↓

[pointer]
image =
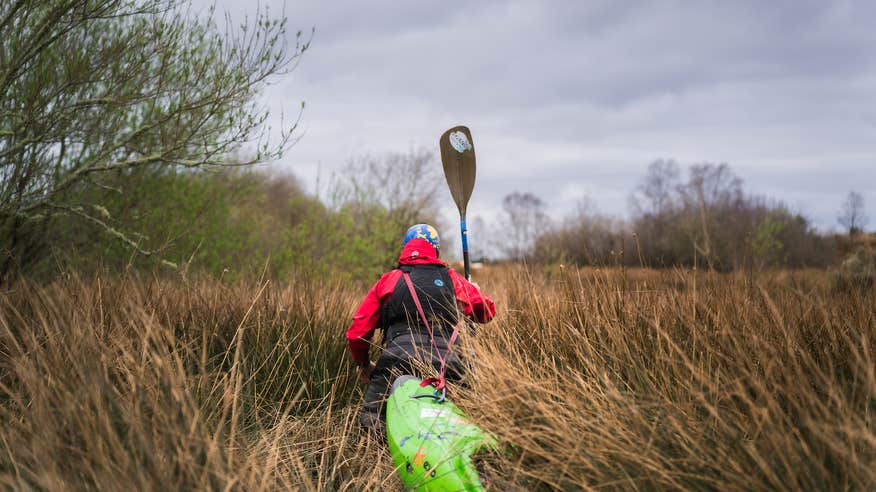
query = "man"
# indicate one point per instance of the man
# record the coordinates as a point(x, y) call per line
point(442, 294)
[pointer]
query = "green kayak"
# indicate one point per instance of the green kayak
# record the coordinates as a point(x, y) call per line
point(432, 441)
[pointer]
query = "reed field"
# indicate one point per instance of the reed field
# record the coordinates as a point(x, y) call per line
point(590, 378)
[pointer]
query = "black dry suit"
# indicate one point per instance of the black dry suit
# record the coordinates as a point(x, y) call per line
point(406, 339)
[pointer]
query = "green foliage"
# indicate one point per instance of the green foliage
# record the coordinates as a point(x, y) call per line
point(229, 224)
point(96, 89)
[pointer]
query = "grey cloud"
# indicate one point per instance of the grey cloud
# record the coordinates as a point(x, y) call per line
point(565, 96)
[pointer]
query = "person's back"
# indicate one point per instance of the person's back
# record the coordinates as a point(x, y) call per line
point(391, 304)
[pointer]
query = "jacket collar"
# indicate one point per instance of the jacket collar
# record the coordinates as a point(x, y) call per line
point(419, 252)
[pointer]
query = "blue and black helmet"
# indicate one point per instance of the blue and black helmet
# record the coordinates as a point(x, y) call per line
point(423, 231)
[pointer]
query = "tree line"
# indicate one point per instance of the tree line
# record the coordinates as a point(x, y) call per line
point(701, 218)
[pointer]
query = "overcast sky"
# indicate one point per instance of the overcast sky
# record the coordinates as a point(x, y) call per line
point(573, 99)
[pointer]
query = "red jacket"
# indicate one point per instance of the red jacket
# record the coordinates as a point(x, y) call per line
point(472, 302)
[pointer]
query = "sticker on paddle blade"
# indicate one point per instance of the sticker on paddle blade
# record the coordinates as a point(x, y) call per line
point(459, 142)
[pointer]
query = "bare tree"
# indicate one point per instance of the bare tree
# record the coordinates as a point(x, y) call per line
point(710, 188)
point(654, 194)
point(98, 89)
point(405, 184)
point(523, 221)
point(852, 215)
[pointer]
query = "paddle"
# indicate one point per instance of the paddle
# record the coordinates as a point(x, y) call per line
point(458, 159)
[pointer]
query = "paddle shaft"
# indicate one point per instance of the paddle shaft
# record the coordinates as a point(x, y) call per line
point(464, 232)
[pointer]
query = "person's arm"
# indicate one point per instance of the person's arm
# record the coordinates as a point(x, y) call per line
point(368, 315)
point(475, 304)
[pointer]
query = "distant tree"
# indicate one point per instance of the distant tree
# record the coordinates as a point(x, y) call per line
point(852, 215)
point(523, 220)
point(94, 90)
point(407, 184)
point(654, 194)
point(711, 193)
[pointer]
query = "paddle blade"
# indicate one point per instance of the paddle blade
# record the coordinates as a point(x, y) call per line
point(458, 158)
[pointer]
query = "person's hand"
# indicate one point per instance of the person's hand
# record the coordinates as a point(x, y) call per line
point(364, 372)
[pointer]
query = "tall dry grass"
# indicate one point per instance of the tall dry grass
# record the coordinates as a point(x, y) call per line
point(592, 379)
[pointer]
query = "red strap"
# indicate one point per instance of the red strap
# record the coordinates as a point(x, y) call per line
point(439, 383)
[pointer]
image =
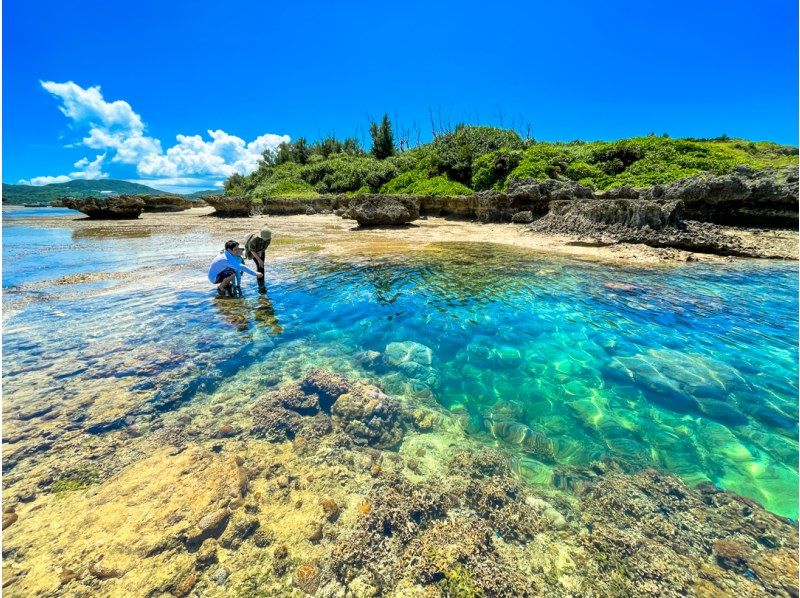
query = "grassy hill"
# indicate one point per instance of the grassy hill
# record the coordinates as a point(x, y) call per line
point(45, 194)
point(479, 158)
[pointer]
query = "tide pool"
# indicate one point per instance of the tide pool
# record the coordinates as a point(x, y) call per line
point(691, 369)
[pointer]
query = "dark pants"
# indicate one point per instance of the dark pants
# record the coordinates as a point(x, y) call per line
point(224, 274)
point(262, 288)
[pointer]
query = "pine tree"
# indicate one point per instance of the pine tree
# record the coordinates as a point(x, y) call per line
point(382, 138)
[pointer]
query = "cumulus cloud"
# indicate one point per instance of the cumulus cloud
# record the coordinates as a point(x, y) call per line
point(90, 170)
point(218, 158)
point(38, 181)
point(115, 127)
point(88, 106)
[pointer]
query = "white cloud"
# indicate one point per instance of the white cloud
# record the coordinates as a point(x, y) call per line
point(38, 181)
point(179, 184)
point(114, 126)
point(130, 148)
point(88, 106)
point(218, 158)
point(91, 170)
point(86, 170)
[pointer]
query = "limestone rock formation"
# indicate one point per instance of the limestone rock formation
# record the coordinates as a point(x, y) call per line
point(165, 203)
point(373, 210)
point(746, 197)
point(124, 207)
point(231, 205)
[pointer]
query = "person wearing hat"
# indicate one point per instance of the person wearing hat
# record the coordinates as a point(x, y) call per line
point(255, 247)
point(227, 267)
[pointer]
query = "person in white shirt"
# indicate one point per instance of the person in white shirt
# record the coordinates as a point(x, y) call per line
point(225, 267)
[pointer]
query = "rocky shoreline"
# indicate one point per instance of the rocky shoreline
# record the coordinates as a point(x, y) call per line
point(330, 487)
point(685, 215)
point(126, 207)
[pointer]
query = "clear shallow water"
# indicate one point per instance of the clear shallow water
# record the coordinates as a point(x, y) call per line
point(692, 369)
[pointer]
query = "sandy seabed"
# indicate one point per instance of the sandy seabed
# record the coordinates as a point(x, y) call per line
point(330, 488)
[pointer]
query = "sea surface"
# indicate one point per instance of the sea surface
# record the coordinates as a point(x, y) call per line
point(691, 369)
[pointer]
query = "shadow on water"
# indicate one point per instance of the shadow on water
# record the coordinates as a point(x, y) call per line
point(104, 232)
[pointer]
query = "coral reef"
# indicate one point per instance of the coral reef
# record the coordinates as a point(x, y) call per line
point(369, 416)
point(364, 413)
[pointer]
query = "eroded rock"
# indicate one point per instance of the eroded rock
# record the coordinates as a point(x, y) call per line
point(372, 210)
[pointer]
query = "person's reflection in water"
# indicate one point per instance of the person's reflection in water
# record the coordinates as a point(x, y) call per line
point(265, 314)
point(238, 311)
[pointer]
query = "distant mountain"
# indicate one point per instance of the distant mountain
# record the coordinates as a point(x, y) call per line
point(46, 194)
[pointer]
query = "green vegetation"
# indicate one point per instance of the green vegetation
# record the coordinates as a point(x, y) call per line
point(17, 195)
point(470, 159)
point(75, 479)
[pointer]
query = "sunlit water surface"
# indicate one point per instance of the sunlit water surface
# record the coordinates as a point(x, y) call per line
point(692, 369)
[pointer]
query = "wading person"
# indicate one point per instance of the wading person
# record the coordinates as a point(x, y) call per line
point(227, 267)
point(256, 249)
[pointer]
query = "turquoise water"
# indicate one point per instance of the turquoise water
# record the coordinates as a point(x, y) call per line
point(691, 369)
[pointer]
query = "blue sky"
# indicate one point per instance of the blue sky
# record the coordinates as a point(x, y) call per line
point(180, 94)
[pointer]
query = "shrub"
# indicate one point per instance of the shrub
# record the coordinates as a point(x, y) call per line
point(340, 174)
point(417, 183)
point(491, 170)
point(454, 153)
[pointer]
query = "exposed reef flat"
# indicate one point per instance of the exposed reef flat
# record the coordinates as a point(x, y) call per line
point(327, 233)
point(365, 494)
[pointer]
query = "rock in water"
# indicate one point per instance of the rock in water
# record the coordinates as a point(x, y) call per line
point(165, 203)
point(372, 210)
point(231, 205)
point(408, 351)
point(369, 416)
point(307, 578)
point(123, 207)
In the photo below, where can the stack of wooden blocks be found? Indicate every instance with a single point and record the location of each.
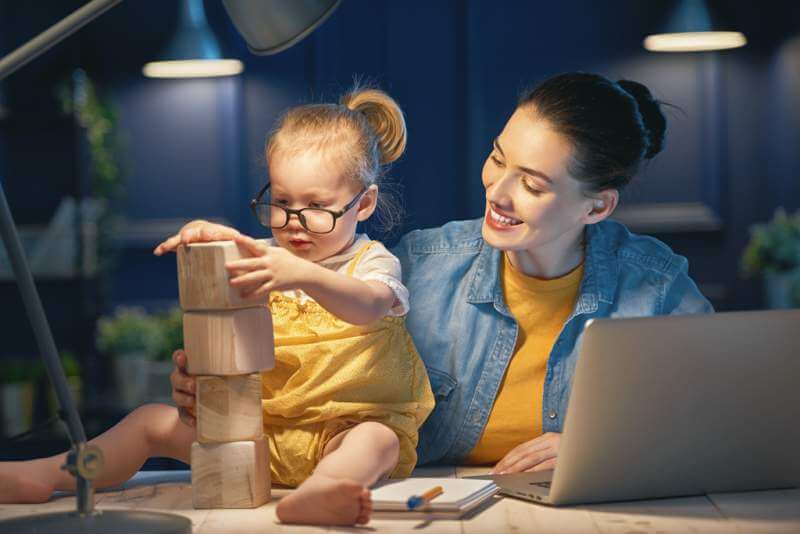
(228, 342)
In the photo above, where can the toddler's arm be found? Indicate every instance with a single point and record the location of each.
(273, 269)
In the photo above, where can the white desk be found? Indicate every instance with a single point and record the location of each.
(754, 512)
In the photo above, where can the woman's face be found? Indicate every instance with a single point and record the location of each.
(308, 180)
(532, 202)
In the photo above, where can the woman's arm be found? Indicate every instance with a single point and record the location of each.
(274, 269)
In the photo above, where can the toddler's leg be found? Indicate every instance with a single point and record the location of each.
(151, 430)
(337, 493)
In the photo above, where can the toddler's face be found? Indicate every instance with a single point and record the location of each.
(311, 181)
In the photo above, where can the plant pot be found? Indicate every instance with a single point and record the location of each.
(778, 290)
(131, 372)
(16, 400)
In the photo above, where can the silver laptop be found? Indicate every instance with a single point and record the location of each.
(677, 405)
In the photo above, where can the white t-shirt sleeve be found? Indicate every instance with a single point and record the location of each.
(380, 265)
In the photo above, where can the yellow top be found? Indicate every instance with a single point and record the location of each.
(331, 375)
(541, 307)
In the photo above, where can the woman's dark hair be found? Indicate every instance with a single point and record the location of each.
(612, 126)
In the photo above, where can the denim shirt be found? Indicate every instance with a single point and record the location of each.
(466, 334)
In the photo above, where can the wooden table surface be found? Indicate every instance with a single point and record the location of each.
(754, 512)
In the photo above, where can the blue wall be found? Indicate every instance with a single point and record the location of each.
(194, 148)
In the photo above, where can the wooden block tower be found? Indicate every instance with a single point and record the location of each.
(228, 341)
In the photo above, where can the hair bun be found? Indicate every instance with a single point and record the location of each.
(384, 116)
(653, 118)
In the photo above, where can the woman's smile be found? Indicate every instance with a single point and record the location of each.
(498, 220)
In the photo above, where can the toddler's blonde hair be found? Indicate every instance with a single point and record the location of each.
(364, 133)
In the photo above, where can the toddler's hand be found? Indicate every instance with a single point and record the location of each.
(183, 388)
(271, 269)
(198, 231)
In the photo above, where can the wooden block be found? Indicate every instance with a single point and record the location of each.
(229, 408)
(230, 475)
(232, 342)
(203, 280)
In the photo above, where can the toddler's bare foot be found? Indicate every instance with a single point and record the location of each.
(18, 487)
(326, 501)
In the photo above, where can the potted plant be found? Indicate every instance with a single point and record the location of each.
(17, 384)
(774, 253)
(158, 386)
(133, 338)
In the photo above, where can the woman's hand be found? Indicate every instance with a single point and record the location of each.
(183, 388)
(270, 269)
(534, 455)
(198, 231)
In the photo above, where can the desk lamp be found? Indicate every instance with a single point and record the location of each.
(268, 26)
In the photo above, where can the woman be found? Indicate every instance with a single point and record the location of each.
(498, 304)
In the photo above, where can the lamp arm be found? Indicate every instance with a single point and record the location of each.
(53, 35)
(84, 461)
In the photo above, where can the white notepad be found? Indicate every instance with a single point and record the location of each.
(460, 495)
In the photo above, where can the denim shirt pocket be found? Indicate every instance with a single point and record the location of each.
(431, 441)
(442, 384)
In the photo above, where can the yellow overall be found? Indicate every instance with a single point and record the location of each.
(329, 376)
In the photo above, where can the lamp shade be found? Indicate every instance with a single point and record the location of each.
(194, 52)
(271, 26)
(693, 27)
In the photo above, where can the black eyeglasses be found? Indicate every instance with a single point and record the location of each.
(315, 220)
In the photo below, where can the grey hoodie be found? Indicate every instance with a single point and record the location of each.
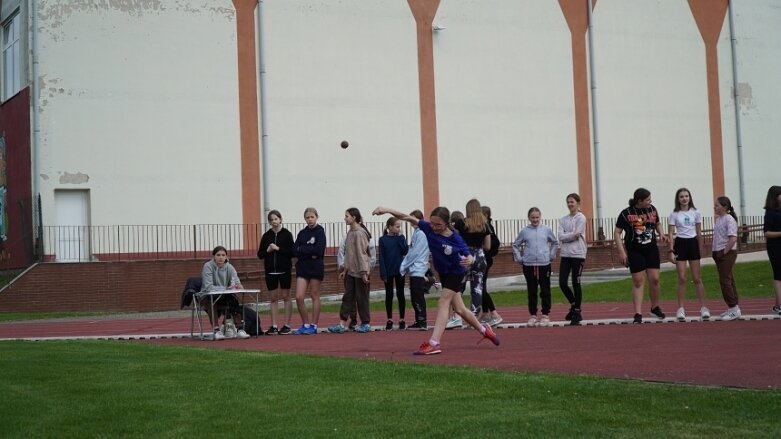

↑

What to work on —
Please output everything from the very first of the lines above down to the line containing "point(391, 304)", both included, as a JSON list of strings with one string per line, skipping blank lines. Leave the pictures out.

Response to this task —
[
  "[pointer]",
  "image =",
  "query = \"man\"",
  "# indicate one point per instance of the man",
  "# record the coordinates as a point(x, y) call per line",
  "point(442, 294)",
  "[pointer]",
  "query = \"green kayak\"",
  "# indicate one point per instance of the green kayak",
  "# record the coordinates as a point(x, y) call per line",
  "point(432, 441)",
  "[pointer]",
  "query = \"reed field\"",
  "# indicate one point per instance of the reed field",
  "# record the coordinates as a point(x, y) call per line",
  "point(590, 378)",
  "[pointer]",
  "query = \"black dry suit\"",
  "# indicate one point per instance of the black dry suit",
  "# record the coordinates as a point(x, y) call per line",
  "point(406, 339)",
  "[pointer]",
  "query = \"green foliage\"",
  "# indicate one point per instance of the green foliage",
  "# record the coordinates as a point(x, y) call per line",
  "point(229, 224)",
  "point(96, 89)",
  "[pointer]",
  "query = \"grey cloud\"",
  "# indicate one point per instance of the grey cloud",
  "# record the coordinates as a point(x, y) call per line",
  "point(565, 96)",
  "[pointer]",
  "query = \"person's back\"",
  "# indicate one point per instance of the person's back",
  "# record the coordinates as a point(x, y) call per line",
  "point(391, 304)"
]